> **What to do**
Throughout the listing below, show every line in which "diamond" occurs.

> **Data for analysis**
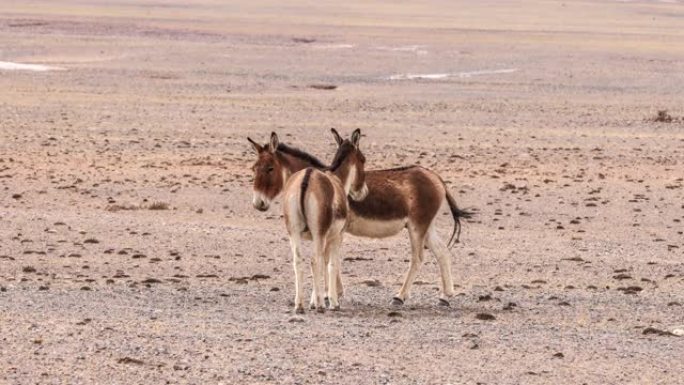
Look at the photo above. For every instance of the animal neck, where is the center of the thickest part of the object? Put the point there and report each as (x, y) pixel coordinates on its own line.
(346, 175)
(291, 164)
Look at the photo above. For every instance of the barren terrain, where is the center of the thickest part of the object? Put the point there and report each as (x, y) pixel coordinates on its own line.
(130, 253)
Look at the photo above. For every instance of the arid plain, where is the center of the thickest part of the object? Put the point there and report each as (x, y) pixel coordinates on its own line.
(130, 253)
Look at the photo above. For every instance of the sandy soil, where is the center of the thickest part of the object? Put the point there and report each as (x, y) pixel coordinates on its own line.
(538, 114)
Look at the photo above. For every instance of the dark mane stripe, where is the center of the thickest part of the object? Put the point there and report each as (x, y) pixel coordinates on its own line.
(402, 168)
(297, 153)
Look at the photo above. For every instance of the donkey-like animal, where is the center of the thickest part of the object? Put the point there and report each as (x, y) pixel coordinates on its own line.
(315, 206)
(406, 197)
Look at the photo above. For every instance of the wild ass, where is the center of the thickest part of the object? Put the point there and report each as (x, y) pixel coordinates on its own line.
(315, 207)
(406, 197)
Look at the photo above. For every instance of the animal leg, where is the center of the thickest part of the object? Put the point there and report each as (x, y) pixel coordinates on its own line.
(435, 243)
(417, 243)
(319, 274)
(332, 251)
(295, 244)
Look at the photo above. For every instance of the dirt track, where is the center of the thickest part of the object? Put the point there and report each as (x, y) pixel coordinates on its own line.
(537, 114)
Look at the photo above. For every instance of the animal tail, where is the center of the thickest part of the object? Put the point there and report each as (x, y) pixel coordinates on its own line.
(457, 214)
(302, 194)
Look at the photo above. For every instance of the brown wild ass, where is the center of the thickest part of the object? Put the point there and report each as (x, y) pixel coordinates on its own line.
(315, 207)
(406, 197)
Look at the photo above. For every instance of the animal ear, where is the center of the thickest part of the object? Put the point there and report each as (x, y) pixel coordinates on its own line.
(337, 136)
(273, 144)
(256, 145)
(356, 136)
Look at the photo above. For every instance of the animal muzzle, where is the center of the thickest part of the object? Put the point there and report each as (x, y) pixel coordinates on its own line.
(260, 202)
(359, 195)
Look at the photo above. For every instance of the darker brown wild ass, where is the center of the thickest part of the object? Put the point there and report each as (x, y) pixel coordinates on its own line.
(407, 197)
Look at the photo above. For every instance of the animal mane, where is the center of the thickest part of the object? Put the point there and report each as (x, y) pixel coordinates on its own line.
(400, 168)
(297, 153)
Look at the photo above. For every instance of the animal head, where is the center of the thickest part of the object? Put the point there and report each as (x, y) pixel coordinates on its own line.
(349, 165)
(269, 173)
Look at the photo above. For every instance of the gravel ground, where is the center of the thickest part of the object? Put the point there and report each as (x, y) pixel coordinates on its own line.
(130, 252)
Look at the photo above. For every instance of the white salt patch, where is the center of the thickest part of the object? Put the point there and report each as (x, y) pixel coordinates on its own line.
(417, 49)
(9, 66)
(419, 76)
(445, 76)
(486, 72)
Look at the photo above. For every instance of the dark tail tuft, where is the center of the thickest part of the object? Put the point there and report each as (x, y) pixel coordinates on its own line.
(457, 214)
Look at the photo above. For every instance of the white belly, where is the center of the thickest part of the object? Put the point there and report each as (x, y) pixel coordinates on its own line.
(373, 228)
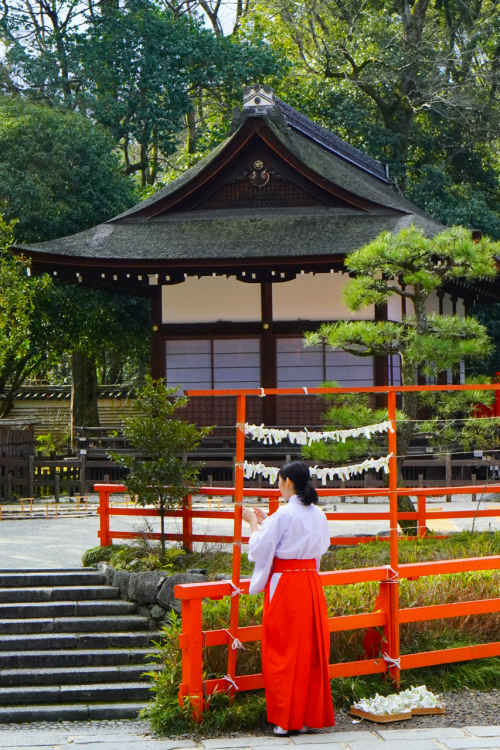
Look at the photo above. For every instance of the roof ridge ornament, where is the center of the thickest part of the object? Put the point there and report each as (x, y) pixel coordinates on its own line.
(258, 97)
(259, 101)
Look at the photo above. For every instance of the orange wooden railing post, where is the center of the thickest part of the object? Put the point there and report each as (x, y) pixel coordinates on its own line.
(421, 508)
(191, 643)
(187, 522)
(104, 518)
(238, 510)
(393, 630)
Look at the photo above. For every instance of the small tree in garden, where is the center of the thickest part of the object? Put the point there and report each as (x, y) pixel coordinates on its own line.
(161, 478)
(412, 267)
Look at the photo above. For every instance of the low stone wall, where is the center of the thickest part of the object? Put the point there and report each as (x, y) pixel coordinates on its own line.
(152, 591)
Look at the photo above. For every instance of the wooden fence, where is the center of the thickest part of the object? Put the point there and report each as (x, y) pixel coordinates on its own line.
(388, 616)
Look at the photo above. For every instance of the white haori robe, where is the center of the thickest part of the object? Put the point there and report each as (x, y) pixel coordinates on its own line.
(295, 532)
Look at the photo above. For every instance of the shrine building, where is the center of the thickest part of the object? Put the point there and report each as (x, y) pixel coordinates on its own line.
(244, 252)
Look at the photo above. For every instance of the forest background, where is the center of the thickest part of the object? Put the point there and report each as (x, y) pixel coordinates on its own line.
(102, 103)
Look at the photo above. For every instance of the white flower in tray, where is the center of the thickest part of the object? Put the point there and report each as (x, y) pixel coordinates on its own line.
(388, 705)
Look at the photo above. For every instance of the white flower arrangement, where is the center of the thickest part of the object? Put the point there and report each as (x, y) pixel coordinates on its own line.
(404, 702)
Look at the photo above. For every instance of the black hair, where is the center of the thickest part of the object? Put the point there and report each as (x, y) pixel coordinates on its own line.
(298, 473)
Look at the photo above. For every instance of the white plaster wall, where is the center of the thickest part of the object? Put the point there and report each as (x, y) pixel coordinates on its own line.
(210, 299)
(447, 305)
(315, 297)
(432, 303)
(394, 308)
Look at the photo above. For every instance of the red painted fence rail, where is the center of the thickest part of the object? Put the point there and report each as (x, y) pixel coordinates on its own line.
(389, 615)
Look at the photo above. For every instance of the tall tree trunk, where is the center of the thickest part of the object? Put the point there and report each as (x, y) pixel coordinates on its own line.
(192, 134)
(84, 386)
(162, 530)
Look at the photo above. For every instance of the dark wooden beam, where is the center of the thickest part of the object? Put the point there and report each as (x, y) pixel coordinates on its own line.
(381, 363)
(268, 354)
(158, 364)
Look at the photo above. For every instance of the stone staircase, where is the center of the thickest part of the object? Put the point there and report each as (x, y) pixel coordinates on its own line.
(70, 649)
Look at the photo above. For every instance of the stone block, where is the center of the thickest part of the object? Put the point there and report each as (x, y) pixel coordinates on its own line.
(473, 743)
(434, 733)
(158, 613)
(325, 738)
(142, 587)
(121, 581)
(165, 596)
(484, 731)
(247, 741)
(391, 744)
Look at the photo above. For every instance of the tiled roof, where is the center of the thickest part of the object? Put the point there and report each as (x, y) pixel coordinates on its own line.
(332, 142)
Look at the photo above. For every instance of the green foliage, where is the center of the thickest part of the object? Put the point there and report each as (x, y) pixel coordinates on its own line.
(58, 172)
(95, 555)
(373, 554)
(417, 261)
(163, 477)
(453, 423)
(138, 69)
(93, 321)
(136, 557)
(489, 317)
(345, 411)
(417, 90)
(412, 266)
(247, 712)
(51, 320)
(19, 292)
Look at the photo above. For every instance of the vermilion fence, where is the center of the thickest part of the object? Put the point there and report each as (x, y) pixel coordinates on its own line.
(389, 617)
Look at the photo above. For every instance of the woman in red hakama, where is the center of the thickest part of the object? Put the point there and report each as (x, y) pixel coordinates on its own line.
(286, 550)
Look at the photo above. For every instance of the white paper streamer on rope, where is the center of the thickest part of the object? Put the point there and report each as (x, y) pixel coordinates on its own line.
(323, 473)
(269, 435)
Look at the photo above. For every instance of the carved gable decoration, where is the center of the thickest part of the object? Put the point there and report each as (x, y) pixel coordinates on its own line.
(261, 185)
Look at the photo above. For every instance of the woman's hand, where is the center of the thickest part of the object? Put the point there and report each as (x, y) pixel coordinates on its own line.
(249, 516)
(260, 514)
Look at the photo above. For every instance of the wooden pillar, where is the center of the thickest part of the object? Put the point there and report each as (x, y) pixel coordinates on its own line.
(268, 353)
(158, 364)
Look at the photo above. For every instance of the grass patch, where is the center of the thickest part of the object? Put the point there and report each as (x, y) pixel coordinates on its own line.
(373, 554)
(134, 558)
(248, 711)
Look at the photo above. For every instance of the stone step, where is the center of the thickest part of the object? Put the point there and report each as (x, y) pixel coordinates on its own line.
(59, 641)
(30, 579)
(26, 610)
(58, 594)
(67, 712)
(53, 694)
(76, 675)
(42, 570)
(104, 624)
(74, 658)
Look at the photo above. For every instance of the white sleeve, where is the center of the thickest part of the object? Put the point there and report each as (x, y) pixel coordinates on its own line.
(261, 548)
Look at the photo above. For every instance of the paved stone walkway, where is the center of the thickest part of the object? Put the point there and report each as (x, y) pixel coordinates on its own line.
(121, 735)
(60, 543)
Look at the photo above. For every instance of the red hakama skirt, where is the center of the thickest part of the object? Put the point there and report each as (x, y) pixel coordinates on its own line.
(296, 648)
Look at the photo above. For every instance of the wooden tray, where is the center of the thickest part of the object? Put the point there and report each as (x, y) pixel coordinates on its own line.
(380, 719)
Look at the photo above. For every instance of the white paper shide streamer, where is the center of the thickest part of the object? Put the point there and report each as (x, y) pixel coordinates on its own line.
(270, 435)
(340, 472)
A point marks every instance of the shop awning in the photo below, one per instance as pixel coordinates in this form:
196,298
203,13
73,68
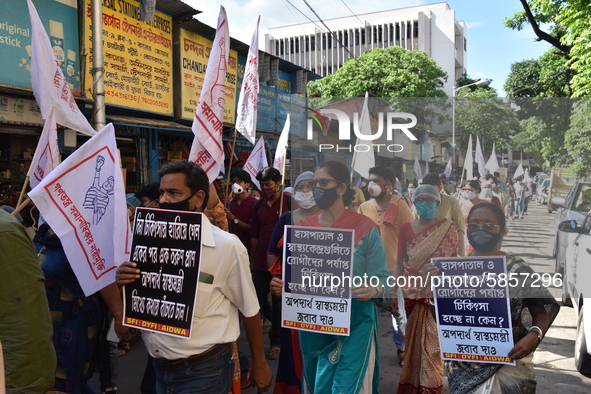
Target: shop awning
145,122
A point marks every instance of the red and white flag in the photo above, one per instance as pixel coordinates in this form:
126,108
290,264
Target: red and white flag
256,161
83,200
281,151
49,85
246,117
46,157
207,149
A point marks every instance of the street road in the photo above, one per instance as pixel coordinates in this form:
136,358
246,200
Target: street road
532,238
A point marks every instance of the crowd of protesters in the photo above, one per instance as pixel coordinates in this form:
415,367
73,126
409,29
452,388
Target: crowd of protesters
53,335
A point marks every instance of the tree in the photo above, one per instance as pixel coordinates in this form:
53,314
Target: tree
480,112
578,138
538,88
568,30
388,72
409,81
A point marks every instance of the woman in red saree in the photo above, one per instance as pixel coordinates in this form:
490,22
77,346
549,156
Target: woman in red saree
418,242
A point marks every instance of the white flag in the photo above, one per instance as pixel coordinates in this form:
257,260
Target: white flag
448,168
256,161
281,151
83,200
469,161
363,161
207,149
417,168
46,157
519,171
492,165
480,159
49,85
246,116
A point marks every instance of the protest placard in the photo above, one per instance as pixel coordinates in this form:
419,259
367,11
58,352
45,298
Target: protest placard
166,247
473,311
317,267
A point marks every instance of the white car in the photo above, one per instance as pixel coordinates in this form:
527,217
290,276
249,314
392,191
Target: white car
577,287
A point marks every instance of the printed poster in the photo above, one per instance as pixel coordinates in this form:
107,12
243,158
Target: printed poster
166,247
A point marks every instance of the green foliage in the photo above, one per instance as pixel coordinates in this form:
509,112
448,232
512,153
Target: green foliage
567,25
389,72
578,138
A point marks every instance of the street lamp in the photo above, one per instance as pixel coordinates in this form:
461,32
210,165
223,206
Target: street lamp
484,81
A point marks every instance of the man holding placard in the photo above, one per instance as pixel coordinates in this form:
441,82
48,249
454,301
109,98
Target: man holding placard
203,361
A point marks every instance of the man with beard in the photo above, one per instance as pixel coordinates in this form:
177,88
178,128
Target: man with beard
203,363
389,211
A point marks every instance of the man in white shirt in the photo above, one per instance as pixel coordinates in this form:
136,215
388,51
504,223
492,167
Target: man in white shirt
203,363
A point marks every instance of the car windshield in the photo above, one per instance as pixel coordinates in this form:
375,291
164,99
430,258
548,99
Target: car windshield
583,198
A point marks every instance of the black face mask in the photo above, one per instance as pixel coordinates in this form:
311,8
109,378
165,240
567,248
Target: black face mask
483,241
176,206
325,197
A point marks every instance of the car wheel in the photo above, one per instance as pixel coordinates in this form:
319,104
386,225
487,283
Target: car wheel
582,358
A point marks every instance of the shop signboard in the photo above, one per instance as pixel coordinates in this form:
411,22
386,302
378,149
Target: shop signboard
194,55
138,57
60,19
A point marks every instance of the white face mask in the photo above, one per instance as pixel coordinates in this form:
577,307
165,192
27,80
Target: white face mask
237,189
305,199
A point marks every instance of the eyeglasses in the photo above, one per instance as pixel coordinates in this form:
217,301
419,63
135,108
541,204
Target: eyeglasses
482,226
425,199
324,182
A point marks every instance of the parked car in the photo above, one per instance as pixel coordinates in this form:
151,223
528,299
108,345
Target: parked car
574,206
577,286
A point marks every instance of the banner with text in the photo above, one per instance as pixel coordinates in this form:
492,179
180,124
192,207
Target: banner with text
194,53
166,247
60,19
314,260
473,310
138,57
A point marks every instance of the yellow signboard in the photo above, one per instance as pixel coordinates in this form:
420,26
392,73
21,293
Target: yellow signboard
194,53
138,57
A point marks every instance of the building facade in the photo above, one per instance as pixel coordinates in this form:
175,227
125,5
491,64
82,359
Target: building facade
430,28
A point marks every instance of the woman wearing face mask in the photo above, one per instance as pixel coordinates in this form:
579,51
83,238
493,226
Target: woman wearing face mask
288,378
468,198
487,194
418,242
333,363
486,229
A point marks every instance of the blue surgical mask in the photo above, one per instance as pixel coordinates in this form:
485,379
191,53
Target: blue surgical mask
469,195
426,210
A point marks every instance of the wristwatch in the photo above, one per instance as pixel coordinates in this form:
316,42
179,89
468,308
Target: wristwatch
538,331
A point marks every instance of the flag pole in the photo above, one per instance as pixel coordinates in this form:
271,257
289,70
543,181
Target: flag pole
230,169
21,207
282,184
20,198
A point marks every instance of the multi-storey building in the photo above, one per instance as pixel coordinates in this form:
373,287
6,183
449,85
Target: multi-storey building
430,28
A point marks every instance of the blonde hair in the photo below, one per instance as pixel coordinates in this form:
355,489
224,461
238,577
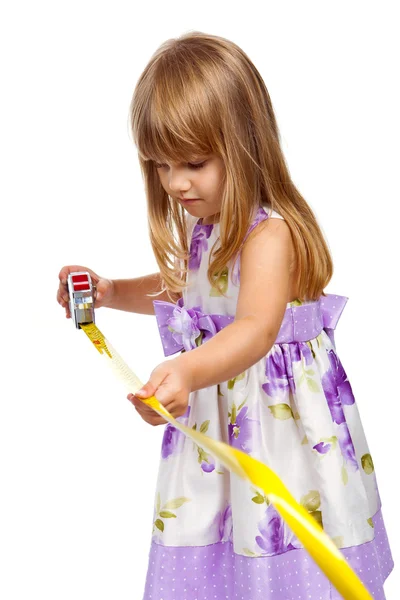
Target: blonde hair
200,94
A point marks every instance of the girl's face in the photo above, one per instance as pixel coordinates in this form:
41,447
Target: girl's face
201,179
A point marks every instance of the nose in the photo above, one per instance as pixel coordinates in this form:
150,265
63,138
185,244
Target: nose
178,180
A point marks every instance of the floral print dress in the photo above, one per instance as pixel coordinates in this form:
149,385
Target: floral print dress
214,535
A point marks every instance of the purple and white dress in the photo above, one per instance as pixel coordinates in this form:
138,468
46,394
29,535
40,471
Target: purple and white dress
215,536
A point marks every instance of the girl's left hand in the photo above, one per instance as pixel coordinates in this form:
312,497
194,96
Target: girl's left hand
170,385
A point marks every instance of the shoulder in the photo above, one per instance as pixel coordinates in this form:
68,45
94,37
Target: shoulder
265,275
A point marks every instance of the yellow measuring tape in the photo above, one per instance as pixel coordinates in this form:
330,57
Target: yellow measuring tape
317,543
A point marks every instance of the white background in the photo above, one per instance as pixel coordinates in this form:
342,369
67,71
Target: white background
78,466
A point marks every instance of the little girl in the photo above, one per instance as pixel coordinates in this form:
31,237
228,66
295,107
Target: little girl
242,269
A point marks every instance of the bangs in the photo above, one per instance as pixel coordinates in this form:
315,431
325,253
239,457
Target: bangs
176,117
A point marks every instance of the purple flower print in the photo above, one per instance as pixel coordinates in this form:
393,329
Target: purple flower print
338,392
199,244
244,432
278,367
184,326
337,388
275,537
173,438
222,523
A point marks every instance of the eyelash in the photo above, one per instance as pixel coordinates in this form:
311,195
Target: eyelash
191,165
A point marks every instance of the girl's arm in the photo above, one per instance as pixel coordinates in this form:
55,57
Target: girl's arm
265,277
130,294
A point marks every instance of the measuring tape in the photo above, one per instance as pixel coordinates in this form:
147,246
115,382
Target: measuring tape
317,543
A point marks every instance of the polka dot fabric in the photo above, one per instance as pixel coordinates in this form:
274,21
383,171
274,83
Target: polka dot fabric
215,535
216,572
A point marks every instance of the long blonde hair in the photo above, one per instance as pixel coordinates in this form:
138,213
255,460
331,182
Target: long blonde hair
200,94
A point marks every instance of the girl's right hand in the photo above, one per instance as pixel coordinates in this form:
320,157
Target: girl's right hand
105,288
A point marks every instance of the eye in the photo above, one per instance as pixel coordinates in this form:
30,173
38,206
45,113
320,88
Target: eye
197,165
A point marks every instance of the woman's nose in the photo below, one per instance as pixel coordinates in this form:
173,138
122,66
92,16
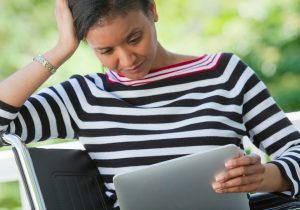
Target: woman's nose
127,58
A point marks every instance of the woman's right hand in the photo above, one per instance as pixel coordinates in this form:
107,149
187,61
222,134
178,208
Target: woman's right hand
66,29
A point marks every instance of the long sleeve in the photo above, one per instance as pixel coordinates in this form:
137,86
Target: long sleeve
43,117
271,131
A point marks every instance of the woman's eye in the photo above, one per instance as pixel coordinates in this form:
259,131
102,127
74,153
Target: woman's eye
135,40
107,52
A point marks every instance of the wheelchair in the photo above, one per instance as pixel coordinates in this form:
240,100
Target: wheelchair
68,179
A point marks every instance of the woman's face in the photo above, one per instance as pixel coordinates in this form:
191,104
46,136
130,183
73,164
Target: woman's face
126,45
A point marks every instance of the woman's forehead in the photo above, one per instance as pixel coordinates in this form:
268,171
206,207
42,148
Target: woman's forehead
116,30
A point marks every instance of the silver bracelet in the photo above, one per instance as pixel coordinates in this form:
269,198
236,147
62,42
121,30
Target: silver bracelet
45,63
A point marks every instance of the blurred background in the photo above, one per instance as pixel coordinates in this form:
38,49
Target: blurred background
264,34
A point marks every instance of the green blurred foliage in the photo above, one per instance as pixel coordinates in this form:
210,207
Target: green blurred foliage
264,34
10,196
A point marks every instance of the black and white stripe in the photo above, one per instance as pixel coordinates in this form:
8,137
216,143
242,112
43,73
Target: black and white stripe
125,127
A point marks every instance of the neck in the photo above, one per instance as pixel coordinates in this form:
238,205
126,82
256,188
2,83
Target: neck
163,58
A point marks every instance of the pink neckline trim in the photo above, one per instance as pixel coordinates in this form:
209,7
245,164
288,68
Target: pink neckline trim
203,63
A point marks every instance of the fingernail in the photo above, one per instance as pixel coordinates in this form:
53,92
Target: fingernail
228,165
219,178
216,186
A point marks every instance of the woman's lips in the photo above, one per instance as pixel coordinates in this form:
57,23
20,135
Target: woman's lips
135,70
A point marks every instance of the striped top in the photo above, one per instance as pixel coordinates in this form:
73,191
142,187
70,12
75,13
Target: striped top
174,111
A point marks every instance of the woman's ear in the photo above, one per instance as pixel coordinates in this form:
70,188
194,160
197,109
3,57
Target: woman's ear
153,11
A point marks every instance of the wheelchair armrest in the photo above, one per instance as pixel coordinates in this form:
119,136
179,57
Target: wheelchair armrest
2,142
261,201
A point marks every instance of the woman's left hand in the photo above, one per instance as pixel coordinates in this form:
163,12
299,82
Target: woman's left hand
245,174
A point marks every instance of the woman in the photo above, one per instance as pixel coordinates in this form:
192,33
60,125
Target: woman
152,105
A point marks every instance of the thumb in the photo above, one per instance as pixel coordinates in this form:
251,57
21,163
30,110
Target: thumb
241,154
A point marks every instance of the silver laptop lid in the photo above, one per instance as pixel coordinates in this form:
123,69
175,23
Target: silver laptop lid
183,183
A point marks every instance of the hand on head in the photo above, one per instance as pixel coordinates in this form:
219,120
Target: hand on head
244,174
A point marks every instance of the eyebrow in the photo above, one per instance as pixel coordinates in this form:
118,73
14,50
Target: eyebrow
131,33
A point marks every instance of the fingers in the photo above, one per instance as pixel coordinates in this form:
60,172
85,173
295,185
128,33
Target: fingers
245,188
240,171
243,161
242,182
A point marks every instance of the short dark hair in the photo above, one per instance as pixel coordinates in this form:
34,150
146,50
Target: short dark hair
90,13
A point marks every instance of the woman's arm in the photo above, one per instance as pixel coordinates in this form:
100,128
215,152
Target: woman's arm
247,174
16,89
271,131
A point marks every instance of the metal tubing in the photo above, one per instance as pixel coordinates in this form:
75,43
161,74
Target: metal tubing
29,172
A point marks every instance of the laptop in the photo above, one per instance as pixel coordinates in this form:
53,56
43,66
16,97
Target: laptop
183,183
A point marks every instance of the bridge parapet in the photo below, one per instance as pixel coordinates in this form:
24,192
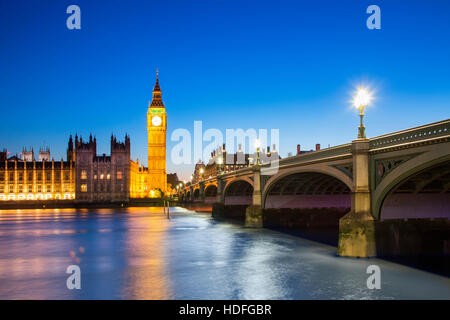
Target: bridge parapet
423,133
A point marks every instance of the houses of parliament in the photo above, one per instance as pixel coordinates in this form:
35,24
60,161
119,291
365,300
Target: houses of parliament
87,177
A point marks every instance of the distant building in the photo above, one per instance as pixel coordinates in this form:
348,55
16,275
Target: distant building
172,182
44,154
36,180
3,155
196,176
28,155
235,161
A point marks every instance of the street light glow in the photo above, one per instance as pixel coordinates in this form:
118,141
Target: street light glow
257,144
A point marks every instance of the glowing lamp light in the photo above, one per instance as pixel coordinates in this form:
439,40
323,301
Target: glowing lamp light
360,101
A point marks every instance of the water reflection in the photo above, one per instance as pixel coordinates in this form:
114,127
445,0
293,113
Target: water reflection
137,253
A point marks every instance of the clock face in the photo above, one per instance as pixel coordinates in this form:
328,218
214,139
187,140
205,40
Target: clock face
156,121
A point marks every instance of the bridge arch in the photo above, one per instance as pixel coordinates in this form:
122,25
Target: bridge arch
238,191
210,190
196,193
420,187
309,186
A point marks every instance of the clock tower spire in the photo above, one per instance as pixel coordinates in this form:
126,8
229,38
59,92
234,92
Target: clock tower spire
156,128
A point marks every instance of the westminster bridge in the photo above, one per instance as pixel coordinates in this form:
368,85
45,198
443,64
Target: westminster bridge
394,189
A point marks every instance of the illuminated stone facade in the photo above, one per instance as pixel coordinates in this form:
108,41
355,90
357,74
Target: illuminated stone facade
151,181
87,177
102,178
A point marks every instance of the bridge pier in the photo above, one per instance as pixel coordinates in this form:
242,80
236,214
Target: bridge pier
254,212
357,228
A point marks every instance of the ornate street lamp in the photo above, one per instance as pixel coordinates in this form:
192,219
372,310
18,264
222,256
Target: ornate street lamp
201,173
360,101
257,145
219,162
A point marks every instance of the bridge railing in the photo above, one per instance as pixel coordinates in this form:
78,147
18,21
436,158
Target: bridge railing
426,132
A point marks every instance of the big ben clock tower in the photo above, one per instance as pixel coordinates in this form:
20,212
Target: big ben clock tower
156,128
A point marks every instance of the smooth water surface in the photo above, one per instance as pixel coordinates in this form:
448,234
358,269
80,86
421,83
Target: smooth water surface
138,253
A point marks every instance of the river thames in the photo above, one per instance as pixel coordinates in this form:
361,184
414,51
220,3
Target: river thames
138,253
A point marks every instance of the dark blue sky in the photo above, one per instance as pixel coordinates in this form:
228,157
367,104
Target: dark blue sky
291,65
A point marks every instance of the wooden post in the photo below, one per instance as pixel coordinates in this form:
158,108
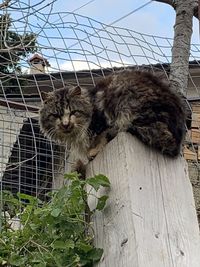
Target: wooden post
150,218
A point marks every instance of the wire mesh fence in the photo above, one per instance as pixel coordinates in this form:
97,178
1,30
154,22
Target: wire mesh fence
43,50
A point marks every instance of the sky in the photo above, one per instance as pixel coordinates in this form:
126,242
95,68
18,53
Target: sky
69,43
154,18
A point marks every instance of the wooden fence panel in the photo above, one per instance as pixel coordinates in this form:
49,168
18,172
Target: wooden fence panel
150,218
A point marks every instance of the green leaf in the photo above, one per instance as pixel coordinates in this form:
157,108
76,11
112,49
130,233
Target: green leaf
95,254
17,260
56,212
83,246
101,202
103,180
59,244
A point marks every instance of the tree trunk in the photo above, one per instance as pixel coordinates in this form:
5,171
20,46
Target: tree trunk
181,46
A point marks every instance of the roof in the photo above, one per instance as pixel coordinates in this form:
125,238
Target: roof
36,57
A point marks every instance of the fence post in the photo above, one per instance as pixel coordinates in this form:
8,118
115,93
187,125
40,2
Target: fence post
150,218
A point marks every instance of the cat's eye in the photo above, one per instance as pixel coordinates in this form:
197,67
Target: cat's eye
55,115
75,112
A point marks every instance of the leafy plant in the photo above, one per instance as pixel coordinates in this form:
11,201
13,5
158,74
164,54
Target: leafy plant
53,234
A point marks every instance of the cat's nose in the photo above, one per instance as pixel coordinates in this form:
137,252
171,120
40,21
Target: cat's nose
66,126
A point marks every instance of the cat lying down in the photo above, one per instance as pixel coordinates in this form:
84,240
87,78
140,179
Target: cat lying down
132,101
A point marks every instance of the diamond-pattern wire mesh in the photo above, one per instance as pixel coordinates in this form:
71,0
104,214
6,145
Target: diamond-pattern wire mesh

> **Task solution**
A point marks every instance of the diamond-pattern wire mesh in the photo above, one per instance as pixel coordinates in this form:
Target: diamond-pattern wire mesh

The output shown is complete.